THE PROBLEM :: Convert the lines of the listing into a JSON list of strings, one string per line and no blank lines, starting with the line containing "One point marks each instance of the blue clipboard." and going on through the end of the listing.

RECORDS SHOWN ::
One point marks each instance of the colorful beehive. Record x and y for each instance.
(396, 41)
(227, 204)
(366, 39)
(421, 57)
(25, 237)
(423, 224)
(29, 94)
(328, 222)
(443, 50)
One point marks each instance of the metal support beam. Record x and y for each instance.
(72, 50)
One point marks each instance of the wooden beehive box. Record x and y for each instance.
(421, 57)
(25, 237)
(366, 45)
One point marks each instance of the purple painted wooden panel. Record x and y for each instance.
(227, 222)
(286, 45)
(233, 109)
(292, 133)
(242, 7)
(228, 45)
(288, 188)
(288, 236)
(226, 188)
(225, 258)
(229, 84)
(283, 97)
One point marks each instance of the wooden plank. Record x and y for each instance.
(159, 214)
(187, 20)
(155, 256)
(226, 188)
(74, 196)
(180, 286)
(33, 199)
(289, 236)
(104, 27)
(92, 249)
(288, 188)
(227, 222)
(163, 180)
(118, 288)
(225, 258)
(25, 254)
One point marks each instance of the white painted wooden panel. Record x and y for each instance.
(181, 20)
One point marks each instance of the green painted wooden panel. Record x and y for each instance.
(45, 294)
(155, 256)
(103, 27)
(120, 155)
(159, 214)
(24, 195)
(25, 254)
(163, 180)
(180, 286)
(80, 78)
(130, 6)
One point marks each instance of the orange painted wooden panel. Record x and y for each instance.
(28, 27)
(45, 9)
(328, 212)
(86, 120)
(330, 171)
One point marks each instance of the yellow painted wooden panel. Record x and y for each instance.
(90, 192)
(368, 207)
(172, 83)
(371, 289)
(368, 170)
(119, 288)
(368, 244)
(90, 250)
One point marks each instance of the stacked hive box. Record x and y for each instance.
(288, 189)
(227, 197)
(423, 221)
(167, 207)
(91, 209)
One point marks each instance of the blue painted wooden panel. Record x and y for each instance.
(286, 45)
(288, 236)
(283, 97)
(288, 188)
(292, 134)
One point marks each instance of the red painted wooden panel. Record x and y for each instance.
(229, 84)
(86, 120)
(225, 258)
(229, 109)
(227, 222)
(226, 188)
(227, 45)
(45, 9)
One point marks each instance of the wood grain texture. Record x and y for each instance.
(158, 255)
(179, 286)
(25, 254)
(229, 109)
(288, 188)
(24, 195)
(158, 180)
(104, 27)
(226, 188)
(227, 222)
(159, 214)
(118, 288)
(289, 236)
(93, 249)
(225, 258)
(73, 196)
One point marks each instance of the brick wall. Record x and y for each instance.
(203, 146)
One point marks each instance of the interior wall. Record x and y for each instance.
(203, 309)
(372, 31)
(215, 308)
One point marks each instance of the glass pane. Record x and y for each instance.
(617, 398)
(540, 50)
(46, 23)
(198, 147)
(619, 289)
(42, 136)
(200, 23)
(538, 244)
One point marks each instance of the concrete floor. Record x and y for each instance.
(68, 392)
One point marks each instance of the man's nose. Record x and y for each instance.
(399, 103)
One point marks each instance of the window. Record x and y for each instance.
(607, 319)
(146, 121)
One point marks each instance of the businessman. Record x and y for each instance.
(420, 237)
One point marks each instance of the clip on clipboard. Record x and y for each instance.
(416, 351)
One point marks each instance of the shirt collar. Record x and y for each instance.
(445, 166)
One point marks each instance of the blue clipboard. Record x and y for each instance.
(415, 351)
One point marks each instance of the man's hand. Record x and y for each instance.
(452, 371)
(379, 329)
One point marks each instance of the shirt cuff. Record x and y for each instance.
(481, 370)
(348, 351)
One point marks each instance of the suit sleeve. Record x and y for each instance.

COMPLETED TASK ::
[
  "One point marks each instance of the blue clipboard. Record x and y for each instance.",
  "(415, 351)",
  "One point marks each instance of the man's hand. Record x and y for each instance.",
  "(452, 371)",
  "(379, 329)",
  "One point marks each instance of the shirt cuff. Record x and y for each instance.",
  "(481, 370)",
  "(348, 351)",
  "One point marks each instance of the suit sleeve. Record x and y for each instance."
]